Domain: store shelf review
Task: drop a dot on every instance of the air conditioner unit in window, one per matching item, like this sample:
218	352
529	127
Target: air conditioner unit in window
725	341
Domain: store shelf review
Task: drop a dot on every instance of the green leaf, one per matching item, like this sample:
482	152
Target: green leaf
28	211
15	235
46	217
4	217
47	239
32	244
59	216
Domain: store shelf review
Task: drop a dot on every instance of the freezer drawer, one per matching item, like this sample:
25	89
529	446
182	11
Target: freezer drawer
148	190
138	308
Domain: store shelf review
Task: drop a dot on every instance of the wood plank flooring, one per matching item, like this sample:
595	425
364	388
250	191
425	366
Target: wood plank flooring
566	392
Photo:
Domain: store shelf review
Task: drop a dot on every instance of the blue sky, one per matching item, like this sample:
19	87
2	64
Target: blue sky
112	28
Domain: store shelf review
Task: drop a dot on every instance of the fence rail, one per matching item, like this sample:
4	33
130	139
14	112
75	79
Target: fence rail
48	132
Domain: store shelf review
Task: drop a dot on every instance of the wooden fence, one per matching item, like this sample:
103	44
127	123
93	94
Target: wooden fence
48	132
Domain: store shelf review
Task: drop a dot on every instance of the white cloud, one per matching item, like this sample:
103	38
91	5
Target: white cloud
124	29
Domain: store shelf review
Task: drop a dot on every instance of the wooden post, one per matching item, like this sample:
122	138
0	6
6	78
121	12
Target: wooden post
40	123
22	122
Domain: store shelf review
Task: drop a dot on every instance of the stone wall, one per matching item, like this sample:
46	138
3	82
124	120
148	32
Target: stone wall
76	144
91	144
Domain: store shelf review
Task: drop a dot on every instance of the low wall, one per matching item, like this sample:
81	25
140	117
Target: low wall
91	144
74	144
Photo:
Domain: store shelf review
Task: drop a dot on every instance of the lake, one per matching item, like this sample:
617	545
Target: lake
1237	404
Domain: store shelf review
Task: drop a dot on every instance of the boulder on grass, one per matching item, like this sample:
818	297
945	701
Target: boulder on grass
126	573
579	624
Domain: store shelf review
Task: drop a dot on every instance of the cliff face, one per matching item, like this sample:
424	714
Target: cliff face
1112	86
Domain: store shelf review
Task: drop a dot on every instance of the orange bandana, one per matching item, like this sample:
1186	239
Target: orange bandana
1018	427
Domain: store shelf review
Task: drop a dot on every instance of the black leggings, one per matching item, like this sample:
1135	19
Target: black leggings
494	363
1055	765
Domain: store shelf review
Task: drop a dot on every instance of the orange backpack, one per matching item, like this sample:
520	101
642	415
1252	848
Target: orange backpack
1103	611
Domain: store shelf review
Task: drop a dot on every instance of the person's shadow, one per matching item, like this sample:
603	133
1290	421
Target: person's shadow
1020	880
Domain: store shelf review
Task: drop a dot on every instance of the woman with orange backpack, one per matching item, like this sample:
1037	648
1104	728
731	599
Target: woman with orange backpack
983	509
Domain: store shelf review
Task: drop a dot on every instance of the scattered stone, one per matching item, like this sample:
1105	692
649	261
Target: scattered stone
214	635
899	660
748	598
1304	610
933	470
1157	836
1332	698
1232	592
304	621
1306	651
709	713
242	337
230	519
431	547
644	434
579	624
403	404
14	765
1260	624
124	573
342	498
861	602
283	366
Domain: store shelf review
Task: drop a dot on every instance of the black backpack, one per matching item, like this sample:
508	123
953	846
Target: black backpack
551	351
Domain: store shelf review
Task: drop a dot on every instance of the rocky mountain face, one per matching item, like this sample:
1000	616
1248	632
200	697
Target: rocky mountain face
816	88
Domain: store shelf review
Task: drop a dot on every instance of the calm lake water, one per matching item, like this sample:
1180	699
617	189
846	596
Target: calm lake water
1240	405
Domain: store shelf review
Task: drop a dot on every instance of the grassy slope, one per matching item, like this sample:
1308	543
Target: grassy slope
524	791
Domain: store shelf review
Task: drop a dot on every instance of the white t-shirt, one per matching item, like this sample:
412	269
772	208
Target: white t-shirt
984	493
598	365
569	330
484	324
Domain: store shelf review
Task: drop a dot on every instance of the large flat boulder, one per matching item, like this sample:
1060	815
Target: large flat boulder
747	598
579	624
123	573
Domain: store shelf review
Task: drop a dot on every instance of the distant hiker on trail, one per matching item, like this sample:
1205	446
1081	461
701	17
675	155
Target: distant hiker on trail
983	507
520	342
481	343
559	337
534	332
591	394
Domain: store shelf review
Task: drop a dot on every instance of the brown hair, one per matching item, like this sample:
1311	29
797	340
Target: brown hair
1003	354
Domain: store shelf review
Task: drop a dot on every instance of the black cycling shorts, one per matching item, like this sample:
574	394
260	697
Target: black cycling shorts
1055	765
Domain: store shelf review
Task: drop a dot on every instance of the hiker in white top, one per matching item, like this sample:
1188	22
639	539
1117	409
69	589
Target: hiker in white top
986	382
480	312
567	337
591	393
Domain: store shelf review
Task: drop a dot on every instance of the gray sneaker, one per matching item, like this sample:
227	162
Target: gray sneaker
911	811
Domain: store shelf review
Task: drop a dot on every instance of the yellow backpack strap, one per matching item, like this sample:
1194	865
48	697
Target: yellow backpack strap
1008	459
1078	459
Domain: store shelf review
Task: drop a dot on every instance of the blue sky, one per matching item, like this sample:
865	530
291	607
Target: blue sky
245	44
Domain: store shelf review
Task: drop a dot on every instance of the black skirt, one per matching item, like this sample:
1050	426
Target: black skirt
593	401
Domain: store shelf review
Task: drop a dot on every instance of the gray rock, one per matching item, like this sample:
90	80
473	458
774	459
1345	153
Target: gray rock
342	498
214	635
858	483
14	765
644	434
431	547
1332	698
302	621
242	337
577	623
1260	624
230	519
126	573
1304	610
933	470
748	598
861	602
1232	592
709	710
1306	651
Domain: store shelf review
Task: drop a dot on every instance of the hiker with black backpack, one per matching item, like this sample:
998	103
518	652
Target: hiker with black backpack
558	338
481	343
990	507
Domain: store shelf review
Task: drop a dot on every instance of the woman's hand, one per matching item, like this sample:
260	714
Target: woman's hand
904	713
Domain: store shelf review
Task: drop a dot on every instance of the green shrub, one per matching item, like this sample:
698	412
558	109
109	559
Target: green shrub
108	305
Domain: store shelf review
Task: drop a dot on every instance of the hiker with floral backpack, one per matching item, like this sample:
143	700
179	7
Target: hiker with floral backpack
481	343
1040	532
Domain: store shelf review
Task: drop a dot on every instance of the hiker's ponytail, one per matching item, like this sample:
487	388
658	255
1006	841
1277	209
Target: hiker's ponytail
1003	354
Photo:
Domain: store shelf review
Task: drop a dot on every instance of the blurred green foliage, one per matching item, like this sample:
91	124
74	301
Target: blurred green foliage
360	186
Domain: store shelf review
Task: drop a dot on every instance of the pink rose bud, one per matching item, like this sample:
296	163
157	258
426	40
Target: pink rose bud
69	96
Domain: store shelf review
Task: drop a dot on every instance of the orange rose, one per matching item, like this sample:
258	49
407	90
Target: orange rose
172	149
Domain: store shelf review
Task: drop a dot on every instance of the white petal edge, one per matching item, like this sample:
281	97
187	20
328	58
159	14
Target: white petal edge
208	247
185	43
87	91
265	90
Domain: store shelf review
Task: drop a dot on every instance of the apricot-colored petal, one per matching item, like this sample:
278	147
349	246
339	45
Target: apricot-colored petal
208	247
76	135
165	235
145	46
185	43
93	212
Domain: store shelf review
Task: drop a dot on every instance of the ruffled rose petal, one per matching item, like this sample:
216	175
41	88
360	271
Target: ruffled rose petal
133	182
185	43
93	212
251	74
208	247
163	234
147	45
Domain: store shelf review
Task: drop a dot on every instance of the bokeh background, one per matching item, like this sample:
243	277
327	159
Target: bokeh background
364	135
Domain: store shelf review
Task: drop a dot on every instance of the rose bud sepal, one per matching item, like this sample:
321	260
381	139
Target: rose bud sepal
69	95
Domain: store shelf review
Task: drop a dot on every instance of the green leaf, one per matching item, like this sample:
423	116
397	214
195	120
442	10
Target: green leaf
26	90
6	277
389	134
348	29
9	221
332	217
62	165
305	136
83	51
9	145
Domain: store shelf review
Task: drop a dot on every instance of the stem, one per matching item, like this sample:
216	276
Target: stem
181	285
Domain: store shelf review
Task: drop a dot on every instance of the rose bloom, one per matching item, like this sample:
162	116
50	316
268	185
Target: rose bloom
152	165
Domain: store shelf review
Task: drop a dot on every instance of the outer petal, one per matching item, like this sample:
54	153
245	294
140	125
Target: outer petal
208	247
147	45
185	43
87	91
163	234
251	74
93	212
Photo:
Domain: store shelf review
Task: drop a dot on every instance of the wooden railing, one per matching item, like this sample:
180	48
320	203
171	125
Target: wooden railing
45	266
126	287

> **WHAT YOU NEED TO DO**:
Please return every line from the entries above that contains the string "wall", treating uppercase and lowercase as different.

> **THE REPLY**:
Task: drop a dot on every instance of the stone wall, one per matching item, like this sample:
Target: stone wall
Task: drop a dot on every instance of the low wall, one per matching item, like this sample:
Target: low wall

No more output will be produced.